Reading passage →

^^^^^^^^

With respect for Jay Treat's report of seeing
no ink stains in one of the inkwells, first, Jay
also said he could not see all of the inside,
and second, one of the Locus 30 inkwells found
by De Vaux had dried ink according to De Vaux's
report.  Here is De Vaux in 1954 (Rev Bib 61, 212),
on both the ink and the Josephus seal (my

    "There has been recovered, among the debris,
    two inkwells [in Locus 30] which are of a
    type known in the Roman period from discoveries
    in Egypt and Italy.  One of them still 
    contained dried ink.  Is it not suitable to
    consider the tables and the inkwells as the
    tools of a scriptorium? . . ."
On the seal (p. 229):

    "In locus 30, period II, a seal of baked earth
    was found, inscribed with the name JOSIPOS
    [Greek letters] . . ."
I tried to find a photo of the Josephus seal in the
Brill microfiche set but could not locate it.  There
was a photo of this seal published in the Baigent and Leigh
book, presumably from the Allegro photographs (maybe
it is in George Brooke's edition of the Allegro

There is of course no basis to connect this seal 
with Josephus the historian of the same name.
But there is a very good basis to connect this seal to
the inkwells, since they were found in the same locus
and same destruction layer.  These inkwells are attached
not to undated texts in the caves in Hebrew, but to 
someone going by the Greek name of Josephus in that room.

^^^^^^^^

(Items in a dataset listing)
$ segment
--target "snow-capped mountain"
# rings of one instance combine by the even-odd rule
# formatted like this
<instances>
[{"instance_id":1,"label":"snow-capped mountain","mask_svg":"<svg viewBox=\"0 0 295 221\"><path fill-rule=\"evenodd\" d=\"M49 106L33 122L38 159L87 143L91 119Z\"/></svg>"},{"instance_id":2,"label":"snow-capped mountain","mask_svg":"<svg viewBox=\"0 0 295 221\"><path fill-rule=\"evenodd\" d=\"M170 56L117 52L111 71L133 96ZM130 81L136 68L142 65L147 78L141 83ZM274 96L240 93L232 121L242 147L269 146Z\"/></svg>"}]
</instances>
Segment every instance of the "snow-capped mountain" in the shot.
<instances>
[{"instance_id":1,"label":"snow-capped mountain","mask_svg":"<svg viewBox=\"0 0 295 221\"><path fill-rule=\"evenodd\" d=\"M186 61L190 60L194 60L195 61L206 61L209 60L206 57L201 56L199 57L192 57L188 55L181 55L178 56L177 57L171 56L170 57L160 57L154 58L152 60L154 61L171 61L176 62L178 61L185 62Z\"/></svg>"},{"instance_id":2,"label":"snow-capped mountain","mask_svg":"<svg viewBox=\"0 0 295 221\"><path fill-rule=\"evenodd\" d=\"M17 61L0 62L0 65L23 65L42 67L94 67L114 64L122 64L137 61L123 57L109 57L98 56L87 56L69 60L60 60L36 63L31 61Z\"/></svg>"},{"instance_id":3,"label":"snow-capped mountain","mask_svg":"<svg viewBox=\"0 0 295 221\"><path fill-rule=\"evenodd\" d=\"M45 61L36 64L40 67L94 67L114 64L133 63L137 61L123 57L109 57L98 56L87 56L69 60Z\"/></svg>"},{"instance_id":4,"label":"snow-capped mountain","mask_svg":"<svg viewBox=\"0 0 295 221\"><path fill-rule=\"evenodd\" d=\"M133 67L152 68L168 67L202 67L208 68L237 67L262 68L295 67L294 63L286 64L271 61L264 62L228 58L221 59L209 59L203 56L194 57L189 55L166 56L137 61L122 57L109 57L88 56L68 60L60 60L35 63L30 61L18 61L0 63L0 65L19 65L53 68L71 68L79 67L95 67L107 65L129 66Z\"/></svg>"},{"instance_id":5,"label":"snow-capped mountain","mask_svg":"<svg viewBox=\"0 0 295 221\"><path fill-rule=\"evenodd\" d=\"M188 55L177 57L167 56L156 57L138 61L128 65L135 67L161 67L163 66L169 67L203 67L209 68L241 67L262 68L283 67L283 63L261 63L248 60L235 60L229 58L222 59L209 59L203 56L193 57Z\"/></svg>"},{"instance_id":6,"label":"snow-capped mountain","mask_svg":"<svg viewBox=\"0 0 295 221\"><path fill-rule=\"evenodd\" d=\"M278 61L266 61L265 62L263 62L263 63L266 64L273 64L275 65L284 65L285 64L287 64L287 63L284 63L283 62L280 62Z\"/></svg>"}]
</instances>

^^^^^^^^

Given task 1 → In the post about the Qumran inkwells, why does the writer say there is a very good basis for connecting the Josephus seal to the inkwells?
Given task 2 → Proceed with the post about the Qumran inkwells and the Josephus seal, starting after its last sentence.

Written answer 1 → The seal and the inkwells were found in the same locus, Locus 30, and in the same destruction layer. That shared find spot is the basis the writer gives for linking them.

Written answer 2 →
Goranson's BAR article of a few years ago tried to argue
that (a) the large number of inkwells found at Qumran
compared to other sites proved (b) probability of
scroll-production activity.  The fundamental problem
with this logic is that Qumran is one of the most
thoroughly dug sites ever excavated.  There are more
of everything from Qumran--coins, jars, and inkwells.
De Vaux also reported finding an inkwell of the same kind
at nearby Ayn Feshka.  These inkwells--and the seal--
potentially give some kind of information about what
was going on at Qumran and Ayn Feshka in c. 68 CE.  But 
inkwells from 68 CE are not evidence of 1st century BCE 
or the texts in the caves unless the connection and
dating can be established from evidence as opposed to
scenario.  Far from lacking ink, these inkwells have 
produced huge inkblots--as in Rorschach.  However,
underneath the inkblots, there is some real ink.  But
what does it mean?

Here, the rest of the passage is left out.